I had to go to the doctor’s this week for a checkup. I suppose that is a function of getting older – a new car doesn’t need to go to the mechanic as often as a well used one. The visit got me thinking about physicians and health care which is a rich source of humor. Enjoy
A wealthy hedge fund manager suffered from a serious heart condition. Finally he decided to visit an old friend who had been practicing medicine at a charity clinic. The doctor quickly determined his rich friend had a potentially fatal condition but that it could be easily treated with medication.
Taking the prescription, the rich man shook his doctor's hand in gratitude and said, "Since we are the best of friends, I would not want to insult you by offering payment. But I would like for you to know that I have included a generous donation to your clinic in my will."
"That is very kind of you," said the doctor emotionally, and then added, "Can I see that prescription I just gave you? I'd like to make a little change."
+++++++++++++++++++++++++++++
A woman in Arkansas brought her baby in to see the doctor, and he determined right away the baby had an ear ache.
He wrote a prescription for ear drops. In the directions he wrote, "Put two drops in right ear every four hours" and he abbreviated "right" as an R with a circle around it.
Several days passed, and the woman returned with her baby, complaining that the baby still had an earache, and his little behind was getting really greasy with all those drops of oil.

*****

» REQUIRED ACTIONS:
(A) In the doctor jokes, how did the doctor abbreviate "right" in the ear drop directions?
(B) Please say whether each statement agrees with the doctor jokes, answering yes or no and quoting the words that decide it: (i) The hedge fund manager's friend practiced medicine at a charity clinic. (ii) The rich man paid the doctor for the visit. (iii) The woman who brought in the baby was from Texas.

» EXCERPTED RECORDS:

*****

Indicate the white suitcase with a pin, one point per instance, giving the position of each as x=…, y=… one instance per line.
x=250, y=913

*****

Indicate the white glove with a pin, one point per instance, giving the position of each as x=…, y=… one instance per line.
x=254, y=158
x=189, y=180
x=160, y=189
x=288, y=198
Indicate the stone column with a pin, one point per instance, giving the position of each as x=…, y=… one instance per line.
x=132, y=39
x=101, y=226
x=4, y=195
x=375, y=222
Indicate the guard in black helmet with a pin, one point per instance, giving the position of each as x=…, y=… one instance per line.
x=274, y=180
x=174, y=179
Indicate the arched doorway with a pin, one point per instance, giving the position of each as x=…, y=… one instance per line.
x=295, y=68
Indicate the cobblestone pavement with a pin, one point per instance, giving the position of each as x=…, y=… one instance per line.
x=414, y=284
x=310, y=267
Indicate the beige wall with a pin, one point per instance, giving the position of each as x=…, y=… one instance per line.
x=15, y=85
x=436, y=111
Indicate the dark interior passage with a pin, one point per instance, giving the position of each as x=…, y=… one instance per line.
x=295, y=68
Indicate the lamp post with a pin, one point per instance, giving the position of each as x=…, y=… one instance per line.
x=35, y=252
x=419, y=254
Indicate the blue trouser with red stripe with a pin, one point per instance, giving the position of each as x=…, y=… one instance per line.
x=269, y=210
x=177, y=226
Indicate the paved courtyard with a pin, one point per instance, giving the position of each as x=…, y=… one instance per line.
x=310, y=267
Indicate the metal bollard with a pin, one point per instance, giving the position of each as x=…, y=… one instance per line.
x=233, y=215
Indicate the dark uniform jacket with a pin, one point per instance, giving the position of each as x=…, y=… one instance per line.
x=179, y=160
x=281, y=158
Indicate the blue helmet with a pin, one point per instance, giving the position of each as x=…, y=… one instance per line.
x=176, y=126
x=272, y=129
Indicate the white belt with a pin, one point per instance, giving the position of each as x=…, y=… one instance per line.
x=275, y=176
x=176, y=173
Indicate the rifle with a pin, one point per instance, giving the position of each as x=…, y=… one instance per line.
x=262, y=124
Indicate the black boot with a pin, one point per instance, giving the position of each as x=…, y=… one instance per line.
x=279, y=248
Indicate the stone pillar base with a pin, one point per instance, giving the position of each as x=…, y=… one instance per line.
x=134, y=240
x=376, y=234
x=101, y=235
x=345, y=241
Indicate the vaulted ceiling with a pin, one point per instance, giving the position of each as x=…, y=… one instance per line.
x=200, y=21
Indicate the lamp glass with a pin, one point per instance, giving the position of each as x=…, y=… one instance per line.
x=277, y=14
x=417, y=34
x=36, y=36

*****

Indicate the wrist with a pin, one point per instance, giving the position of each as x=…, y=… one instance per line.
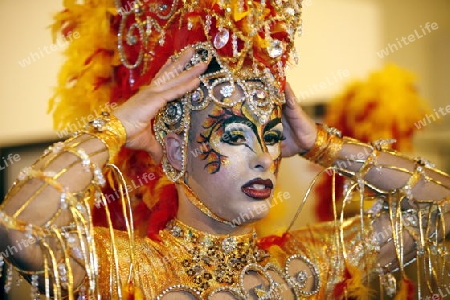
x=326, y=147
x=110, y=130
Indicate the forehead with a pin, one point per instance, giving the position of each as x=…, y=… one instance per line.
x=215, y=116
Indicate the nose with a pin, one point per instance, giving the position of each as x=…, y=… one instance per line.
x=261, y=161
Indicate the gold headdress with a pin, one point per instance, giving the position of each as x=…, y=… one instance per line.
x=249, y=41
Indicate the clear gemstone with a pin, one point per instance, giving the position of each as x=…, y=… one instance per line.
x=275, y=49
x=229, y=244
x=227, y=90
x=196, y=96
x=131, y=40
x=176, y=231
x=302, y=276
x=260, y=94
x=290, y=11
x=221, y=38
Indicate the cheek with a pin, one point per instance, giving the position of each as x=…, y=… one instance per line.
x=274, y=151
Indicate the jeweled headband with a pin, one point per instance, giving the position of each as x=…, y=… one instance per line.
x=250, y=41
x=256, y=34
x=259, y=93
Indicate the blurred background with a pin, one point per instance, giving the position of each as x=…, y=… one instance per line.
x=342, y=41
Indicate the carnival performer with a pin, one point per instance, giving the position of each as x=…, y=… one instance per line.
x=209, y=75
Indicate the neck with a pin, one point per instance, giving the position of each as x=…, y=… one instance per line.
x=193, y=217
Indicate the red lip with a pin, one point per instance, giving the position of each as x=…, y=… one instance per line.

*****

» ANSWERS TO THE PROBLEMS:
(A) As an R with a circle around it.

(B)
(i) Yes: "an old friend who had been practicing medicine at a charity clinic"
(ii) No: "I would not want to insult you by offering payment"
(iii) No: "A woman in Arkansas brought her baby in to see the doctor"